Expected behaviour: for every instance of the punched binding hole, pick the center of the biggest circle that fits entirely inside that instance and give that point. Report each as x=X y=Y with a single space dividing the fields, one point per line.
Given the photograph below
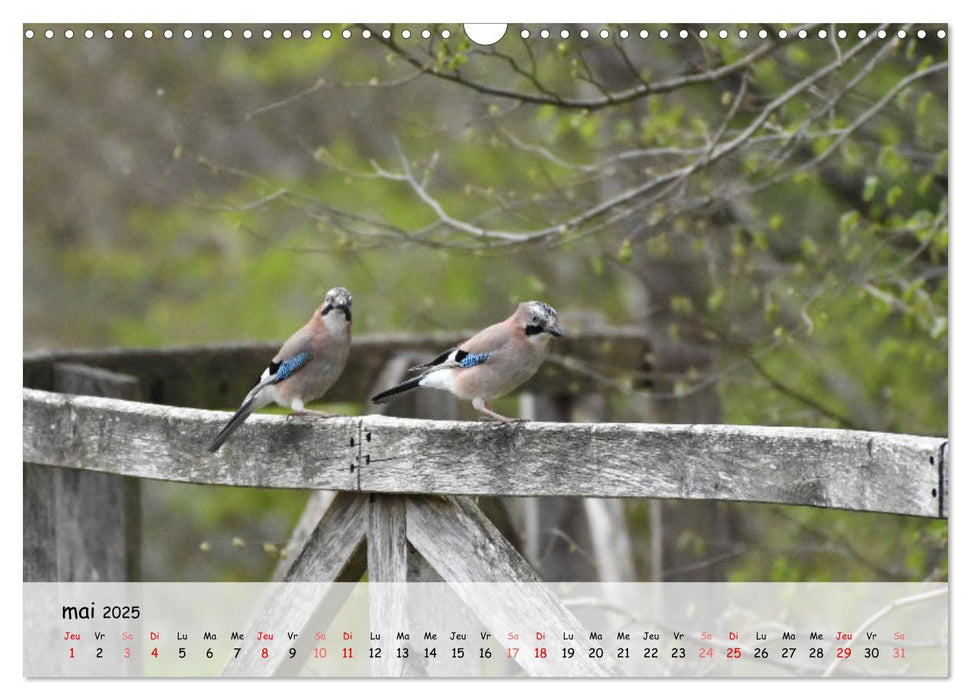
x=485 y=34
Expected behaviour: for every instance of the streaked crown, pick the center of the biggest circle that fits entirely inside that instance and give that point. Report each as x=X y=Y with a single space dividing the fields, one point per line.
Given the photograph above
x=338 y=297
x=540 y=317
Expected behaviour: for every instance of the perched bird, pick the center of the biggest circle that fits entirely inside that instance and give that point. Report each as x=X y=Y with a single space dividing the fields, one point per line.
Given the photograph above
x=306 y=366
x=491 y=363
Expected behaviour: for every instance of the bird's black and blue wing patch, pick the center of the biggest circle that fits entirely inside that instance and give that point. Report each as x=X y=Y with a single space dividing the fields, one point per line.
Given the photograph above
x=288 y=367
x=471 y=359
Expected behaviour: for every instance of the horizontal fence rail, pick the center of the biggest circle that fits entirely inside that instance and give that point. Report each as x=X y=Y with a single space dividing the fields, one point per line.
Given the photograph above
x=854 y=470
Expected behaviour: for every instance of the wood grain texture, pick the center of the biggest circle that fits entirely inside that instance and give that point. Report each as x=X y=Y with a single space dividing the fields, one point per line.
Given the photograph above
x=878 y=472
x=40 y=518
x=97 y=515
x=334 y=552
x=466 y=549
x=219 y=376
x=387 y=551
···
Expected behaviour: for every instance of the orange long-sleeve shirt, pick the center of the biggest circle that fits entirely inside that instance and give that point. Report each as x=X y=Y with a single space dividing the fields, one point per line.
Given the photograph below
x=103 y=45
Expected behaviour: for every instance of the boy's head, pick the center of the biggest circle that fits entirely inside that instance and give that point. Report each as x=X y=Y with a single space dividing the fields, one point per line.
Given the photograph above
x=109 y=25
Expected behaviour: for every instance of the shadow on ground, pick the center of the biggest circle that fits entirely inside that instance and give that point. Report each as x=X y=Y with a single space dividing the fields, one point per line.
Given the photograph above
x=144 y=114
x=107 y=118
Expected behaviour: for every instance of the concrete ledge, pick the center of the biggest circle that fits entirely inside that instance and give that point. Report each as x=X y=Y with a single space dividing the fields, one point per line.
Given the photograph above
···
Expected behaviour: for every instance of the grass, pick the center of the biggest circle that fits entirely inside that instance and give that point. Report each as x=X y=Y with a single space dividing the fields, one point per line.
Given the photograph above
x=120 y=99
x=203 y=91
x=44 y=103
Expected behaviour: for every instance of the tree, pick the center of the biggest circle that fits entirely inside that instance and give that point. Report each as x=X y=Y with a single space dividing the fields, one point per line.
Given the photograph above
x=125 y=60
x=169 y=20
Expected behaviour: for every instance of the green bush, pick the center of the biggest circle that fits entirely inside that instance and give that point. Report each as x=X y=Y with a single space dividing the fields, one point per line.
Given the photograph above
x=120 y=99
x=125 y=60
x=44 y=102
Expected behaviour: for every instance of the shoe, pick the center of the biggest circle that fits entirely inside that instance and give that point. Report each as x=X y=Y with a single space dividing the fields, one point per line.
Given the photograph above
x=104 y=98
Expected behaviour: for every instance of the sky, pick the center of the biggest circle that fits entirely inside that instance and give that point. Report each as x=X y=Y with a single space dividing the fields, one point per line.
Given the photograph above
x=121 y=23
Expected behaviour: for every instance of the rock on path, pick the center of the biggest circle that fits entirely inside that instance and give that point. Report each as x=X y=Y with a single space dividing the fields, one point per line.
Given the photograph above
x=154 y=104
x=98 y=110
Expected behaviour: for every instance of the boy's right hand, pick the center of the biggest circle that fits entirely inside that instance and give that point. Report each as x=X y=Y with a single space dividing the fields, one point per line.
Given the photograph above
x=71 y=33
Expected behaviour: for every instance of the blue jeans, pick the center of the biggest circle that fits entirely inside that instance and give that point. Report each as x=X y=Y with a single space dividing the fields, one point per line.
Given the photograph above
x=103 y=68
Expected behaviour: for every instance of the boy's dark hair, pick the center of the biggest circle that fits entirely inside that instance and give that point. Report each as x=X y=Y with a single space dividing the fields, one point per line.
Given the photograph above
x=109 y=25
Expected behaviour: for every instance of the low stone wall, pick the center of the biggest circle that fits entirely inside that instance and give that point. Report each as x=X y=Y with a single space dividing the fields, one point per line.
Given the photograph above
···
## Objective
Please rescale the stretch from the line containing "Expected behaviour: for every instance of the perched" through the line containing "x=491 y=363", both ends included. Write out only those lines again, keeping the requests as they are and multiplying every point coordinate in the answers by 0.9, rounded to a whole number with halves going up.

## Result for this task
Expected behaviour: for every instance of the perched bird, pick the center of the biggest circle that fits entirely inside that instance and give that point. Report each as x=X y=Y with a single space dividing the fields, one point per line.
Given the photograph above
x=275 y=329
x=442 y=327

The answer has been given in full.